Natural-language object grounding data
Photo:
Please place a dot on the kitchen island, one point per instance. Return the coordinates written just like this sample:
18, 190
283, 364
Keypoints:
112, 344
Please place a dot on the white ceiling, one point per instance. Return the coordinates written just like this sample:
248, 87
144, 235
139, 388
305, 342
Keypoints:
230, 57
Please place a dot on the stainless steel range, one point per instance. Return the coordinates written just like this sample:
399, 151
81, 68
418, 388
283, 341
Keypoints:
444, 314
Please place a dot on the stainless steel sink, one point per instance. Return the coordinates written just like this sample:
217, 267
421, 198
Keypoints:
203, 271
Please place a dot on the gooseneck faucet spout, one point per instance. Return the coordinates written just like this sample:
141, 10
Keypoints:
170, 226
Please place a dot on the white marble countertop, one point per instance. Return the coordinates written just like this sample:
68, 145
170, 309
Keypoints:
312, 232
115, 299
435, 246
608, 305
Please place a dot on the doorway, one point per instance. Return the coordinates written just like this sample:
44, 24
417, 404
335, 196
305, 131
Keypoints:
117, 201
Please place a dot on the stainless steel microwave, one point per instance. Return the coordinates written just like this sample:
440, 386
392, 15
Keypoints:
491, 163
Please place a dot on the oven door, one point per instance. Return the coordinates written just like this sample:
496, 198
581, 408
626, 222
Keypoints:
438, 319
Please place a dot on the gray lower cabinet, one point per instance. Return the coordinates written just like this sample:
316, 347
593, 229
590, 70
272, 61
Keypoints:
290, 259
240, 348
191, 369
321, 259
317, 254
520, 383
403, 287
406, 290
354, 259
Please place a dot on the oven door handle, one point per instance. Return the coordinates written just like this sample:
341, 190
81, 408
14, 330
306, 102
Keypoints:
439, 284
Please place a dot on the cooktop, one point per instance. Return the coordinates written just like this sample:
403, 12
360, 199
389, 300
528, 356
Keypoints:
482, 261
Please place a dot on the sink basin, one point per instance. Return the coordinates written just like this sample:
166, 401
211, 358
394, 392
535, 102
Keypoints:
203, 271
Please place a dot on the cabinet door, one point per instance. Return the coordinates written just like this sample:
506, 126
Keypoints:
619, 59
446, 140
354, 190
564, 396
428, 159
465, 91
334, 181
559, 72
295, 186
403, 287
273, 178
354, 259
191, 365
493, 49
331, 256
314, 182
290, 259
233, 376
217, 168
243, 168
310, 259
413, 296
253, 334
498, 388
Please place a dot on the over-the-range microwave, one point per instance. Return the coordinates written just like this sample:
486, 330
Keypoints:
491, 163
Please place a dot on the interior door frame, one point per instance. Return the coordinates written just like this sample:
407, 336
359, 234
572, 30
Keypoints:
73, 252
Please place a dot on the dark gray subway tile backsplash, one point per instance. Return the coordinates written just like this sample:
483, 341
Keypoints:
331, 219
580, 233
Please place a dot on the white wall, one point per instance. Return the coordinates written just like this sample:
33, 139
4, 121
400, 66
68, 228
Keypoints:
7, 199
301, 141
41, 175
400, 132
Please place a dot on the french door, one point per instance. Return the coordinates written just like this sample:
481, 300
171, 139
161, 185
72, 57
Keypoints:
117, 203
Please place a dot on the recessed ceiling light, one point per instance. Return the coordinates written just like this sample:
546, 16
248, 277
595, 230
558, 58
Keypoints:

THE PROBLEM = Restate each entry exactly, skipping none.

COMPLETED TASK =
Photo:
Please place a dot on the kitchen island, one point per instance. Return the coordinates written just like this sample:
18, 190
283, 364
Keypoints:
112, 344
Please place a dot on the white ceiling, one point per instance. Return the coordinates written just like this sample:
248, 87
144, 235
139, 388
305, 342
Keypoints:
230, 57
Please place a dot on the stainless steel range, one point per instance. Return the coordinates written just like this sample:
399, 151
81, 68
418, 388
283, 341
Keypoints:
444, 314
Please place a dot on the stainless steel sink, one point per instance. Return the coordinates written just like this sample:
217, 267
421, 198
Keypoints:
203, 271
Please place a dot on the gooseneck faucet spout, one point per instance. Return the coordinates written just like this sample:
141, 10
Keypoints:
170, 226
Please place a dot on the white marble countertop, one point per instance. Return the coordinates written just like this sample:
68, 145
170, 309
Keypoints:
312, 232
115, 299
435, 246
608, 305
Please place a dot on the doorway, one point per instance. Return the coordinates written just like this sample:
44, 24
417, 404
335, 196
305, 131
Keypoints:
117, 201
Please place a dot on the stainless steel microwave, one point per instance. Return the coordinates written just like this sample:
440, 386
392, 15
Keypoints:
491, 163
Please place a dot on the oven door, one point per instance. Return the coordinates written just like this sample:
496, 198
581, 408
626, 222
Keypoints:
438, 319
Please place a dot on the gray lower cabinet, one point per instance. Return the coordinates written just like this sample:
316, 347
593, 229
590, 70
272, 61
Keypoints:
290, 259
240, 348
191, 369
321, 259
317, 254
520, 383
403, 287
406, 290
354, 259
Please place a dot on the oven door handle, one point per instance. Return the coordinates written just like this sample:
341, 190
81, 408
14, 330
306, 102
Keypoints:
439, 284
Please place a dot on the cooktop, one point per instance. Return the coordinates written just like this sample:
403, 12
360, 199
389, 300
528, 356
Keypoints:
482, 261
Please place a dot on the sink basin, one point per instance. Return the coordinates written just like this sample:
166, 401
211, 358
394, 392
535, 102
Keypoints:
203, 271
Please place a dot on the cabinet door, one point per instance. Return the coordinates written just like this sample:
506, 126
Keypoints:
619, 59
446, 140
354, 190
564, 396
428, 159
465, 91
334, 181
559, 72
295, 186
403, 287
273, 178
354, 259
191, 365
493, 49
331, 256
314, 182
290, 259
233, 376
217, 168
243, 168
310, 259
413, 296
253, 334
498, 388
Please place a dot on the over-the-range microwave, one point per instance. Return the coordinates written just like this sample:
486, 330
Keypoints:
491, 163
Please place a dot on the interior door frame, one point per instance. Return the coordinates written just like this sample:
407, 336
359, 234
572, 30
Keypoints:
73, 252
Please place a dot on the dark gray subway tile backsplash, one point per instance. Return the coordinates written just like this sample:
483, 341
Keypoints:
331, 219
580, 233
Please place a dot on the white wall, one point per instance. Return the coordinates written just like this sample:
33, 139
4, 121
400, 66
68, 228
Keypoints:
7, 199
301, 141
41, 175
400, 132
Please place a dot on the french door, one point per instance. Return the coordinates written just like this sample:
481, 300
171, 139
161, 185
72, 57
Keypoints:
117, 203
Please place a dot on the recessed ceiling light, one point per instance. Return the coordinates written just like this sample:
546, 16
248, 277
595, 230
558, 58
Keypoints:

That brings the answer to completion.